[Problem statement] All lines holding the word "mountain" in the listing below need to be copied.

[Dataset entries]
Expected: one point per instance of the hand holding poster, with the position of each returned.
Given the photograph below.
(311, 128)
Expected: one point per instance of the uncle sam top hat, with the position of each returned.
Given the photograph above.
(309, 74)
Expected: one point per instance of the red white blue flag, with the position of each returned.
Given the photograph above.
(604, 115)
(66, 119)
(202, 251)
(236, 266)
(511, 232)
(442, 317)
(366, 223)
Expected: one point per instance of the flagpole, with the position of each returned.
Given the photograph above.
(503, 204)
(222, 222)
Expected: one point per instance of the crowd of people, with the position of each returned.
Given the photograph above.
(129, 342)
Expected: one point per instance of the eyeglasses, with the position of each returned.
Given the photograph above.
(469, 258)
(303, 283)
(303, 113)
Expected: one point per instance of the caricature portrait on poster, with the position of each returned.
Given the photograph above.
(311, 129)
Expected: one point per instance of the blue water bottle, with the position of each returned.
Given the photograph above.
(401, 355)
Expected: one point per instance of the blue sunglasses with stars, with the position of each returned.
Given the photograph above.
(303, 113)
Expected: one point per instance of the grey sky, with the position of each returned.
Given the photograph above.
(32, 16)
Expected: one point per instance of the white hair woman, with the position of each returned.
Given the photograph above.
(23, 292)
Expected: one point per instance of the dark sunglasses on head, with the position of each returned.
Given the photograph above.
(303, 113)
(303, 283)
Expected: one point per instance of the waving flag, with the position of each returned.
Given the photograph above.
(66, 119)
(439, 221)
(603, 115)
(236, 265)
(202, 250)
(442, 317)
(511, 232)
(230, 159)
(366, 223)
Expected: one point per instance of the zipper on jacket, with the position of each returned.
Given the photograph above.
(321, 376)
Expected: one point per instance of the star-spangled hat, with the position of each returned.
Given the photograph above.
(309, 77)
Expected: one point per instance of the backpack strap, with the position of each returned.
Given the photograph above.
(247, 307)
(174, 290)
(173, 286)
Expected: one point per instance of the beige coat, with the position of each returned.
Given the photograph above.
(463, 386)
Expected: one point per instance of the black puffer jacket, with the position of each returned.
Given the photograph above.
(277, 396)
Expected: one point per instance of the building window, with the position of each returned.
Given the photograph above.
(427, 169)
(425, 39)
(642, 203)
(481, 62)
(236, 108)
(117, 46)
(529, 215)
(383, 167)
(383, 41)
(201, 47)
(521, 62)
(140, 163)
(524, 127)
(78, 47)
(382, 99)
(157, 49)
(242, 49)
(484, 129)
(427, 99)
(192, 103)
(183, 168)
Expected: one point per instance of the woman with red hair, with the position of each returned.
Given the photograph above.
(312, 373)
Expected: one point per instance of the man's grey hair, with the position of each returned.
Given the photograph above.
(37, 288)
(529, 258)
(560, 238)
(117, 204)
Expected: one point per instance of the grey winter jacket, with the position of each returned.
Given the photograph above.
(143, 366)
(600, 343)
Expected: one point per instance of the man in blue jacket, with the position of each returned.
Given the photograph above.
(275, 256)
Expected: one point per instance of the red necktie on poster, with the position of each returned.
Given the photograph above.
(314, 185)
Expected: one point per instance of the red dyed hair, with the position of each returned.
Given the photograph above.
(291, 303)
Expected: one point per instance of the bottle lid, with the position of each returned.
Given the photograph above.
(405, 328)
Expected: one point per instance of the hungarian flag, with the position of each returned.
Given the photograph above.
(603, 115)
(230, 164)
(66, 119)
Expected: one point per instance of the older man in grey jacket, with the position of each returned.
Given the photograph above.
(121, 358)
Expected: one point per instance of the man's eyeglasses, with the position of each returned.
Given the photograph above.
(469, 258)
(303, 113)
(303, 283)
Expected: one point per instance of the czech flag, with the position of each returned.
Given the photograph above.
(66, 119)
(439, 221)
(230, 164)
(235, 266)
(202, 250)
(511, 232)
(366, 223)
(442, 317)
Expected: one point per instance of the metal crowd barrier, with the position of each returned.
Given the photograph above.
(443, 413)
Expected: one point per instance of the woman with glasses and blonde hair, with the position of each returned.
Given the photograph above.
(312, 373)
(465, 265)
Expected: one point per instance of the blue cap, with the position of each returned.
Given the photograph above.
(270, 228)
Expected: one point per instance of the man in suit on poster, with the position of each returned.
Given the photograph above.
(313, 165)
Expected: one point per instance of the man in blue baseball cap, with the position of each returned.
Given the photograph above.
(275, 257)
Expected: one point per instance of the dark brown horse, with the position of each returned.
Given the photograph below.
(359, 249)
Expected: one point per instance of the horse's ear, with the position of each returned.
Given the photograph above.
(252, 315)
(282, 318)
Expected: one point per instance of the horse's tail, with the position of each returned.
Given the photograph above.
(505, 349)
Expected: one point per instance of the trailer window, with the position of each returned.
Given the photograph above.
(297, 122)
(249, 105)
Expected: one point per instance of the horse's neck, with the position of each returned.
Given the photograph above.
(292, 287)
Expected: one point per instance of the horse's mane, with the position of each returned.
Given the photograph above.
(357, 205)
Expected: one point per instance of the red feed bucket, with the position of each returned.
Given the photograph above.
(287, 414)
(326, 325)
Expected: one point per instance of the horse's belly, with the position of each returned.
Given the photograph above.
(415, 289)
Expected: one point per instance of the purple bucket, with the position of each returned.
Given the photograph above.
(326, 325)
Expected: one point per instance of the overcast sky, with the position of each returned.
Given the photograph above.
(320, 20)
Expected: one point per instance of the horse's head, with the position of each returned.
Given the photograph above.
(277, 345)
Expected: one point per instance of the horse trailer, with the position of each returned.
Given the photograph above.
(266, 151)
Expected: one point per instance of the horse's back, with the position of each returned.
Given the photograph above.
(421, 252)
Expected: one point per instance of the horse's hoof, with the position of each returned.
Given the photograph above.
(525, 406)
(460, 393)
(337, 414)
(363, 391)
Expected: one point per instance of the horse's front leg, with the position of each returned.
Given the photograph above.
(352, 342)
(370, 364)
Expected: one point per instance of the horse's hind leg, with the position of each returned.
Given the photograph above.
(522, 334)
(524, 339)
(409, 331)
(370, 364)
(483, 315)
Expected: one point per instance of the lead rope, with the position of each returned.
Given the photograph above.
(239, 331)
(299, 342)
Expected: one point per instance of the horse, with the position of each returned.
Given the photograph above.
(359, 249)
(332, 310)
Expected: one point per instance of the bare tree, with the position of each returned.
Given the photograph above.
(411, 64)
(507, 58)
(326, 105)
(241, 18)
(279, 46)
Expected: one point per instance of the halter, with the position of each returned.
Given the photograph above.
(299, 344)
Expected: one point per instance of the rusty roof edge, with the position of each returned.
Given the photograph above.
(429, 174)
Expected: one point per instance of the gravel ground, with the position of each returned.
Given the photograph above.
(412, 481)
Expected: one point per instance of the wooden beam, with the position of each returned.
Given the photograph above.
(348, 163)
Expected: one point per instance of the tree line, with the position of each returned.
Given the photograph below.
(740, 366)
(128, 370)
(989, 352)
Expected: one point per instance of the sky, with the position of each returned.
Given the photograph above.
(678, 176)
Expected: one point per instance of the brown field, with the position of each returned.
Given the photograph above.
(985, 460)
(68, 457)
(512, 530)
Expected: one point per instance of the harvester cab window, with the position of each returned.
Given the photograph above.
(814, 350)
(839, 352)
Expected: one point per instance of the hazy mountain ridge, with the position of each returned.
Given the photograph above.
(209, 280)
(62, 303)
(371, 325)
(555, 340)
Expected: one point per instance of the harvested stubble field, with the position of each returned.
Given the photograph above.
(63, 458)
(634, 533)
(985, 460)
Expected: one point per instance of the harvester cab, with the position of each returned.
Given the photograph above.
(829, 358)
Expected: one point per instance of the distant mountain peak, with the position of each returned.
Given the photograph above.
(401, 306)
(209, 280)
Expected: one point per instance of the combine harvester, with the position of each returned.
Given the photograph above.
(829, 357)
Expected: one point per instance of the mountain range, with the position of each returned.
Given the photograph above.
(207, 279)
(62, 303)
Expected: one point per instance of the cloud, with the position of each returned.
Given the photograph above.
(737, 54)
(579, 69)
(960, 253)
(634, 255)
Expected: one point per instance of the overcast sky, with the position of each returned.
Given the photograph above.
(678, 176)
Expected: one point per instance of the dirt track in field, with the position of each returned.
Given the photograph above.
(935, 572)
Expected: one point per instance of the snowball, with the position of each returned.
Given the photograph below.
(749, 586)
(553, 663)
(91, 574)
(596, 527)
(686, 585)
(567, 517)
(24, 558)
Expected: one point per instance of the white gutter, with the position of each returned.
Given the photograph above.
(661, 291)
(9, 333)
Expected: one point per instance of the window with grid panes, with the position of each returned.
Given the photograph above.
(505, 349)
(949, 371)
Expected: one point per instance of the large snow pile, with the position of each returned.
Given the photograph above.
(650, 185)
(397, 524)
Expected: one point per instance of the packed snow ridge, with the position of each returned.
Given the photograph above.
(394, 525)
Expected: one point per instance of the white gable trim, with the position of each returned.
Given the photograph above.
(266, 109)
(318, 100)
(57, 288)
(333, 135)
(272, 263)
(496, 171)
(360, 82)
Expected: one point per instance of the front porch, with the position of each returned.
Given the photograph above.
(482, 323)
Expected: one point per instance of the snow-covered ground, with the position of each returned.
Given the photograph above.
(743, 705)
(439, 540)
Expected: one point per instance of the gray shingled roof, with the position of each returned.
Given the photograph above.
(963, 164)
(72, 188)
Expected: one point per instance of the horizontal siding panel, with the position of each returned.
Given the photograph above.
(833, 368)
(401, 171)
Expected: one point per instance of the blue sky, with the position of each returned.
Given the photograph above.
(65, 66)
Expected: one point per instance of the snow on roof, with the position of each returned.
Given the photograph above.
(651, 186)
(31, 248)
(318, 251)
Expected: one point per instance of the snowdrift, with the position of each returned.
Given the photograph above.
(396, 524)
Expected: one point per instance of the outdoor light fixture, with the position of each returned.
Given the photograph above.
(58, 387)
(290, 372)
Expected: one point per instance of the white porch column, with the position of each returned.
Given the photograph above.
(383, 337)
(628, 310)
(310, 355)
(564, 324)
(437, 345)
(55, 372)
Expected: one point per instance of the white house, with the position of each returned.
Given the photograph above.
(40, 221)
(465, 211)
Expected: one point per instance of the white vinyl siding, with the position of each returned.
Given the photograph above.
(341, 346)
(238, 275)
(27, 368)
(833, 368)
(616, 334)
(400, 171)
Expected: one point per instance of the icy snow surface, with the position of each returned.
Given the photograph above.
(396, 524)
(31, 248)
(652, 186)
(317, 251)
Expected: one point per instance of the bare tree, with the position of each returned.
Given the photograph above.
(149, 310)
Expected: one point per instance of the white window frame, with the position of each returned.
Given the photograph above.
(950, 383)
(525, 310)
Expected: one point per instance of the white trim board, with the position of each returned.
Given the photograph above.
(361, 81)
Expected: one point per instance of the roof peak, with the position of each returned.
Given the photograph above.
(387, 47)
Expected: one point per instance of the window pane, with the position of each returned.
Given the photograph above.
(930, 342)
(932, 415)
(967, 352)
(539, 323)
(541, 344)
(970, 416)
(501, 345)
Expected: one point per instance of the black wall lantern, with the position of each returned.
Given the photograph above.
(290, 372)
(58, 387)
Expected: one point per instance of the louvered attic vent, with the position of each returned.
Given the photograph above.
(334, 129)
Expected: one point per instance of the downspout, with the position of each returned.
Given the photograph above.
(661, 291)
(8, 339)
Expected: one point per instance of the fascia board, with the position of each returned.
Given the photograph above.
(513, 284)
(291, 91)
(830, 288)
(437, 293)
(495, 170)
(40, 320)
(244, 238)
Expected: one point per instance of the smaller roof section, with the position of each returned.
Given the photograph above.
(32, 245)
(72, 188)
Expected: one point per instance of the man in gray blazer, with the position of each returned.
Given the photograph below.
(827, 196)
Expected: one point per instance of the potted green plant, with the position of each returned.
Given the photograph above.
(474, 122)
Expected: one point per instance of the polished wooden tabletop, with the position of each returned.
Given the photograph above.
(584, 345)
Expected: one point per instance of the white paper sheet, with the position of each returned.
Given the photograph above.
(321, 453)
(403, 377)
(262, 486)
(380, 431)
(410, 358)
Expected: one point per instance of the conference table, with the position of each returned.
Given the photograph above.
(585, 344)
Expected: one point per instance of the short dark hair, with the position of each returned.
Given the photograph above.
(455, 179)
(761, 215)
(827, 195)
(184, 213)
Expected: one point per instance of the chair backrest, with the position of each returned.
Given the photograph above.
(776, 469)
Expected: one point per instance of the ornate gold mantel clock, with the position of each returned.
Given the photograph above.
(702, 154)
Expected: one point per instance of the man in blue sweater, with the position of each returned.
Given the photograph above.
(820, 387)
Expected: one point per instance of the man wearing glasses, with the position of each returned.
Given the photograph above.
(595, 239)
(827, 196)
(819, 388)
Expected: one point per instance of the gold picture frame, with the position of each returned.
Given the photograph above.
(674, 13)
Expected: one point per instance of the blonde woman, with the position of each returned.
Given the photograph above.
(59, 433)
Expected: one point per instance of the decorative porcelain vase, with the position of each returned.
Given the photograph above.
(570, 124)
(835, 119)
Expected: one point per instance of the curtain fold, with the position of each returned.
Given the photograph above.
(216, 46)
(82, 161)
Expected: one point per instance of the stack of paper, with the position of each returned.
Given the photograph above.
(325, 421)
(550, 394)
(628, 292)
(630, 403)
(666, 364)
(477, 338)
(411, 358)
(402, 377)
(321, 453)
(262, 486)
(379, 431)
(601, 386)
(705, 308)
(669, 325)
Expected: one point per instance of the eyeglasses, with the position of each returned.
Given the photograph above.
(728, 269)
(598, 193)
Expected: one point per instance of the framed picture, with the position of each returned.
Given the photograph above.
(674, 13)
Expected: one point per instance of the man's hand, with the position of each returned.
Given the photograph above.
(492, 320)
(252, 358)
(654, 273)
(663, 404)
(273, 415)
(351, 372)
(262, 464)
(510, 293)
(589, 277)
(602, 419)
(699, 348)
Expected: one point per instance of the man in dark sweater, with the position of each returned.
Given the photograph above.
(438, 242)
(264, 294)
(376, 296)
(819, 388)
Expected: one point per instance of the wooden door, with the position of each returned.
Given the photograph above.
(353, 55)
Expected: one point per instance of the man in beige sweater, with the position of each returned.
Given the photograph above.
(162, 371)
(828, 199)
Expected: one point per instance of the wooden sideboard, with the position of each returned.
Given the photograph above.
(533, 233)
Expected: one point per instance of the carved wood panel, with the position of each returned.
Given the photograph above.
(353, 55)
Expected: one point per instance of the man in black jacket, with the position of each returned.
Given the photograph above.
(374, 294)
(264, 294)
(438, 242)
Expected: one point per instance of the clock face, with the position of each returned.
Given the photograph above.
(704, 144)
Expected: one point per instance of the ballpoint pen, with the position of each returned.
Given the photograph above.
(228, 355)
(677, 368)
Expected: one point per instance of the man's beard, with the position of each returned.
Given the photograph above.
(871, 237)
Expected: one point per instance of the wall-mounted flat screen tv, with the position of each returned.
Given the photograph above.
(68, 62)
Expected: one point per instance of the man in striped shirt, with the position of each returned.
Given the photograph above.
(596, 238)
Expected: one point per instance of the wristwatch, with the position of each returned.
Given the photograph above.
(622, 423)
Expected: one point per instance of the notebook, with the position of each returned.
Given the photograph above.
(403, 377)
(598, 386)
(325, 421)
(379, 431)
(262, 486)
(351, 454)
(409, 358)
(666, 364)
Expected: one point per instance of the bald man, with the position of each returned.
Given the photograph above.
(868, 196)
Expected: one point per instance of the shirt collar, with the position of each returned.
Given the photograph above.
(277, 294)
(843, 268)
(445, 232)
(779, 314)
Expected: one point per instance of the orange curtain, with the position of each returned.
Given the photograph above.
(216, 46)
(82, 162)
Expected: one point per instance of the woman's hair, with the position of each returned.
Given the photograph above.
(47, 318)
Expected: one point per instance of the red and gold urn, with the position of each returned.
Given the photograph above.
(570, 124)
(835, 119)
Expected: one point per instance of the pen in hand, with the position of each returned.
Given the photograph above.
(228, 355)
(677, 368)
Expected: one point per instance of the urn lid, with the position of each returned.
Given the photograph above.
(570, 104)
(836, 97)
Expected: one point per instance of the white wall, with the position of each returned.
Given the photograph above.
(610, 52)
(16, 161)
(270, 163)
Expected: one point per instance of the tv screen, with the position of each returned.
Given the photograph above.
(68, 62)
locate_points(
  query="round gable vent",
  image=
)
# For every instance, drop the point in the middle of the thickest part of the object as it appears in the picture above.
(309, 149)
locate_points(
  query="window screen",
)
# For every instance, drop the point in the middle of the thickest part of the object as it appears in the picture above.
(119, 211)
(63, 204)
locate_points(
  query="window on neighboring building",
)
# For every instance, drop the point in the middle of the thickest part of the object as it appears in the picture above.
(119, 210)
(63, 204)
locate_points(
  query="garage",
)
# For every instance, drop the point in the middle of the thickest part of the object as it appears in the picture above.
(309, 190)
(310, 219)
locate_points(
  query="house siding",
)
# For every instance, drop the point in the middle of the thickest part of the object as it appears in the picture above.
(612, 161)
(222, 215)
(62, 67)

[Response box]
Expected: one point per instance of the hazy mountain ridge, with the position of each returned.
Expected: one point per instance of the distant mountain peak, with the position of each returned.
Expected: one point per instance of the mountain range, with the position of each returned.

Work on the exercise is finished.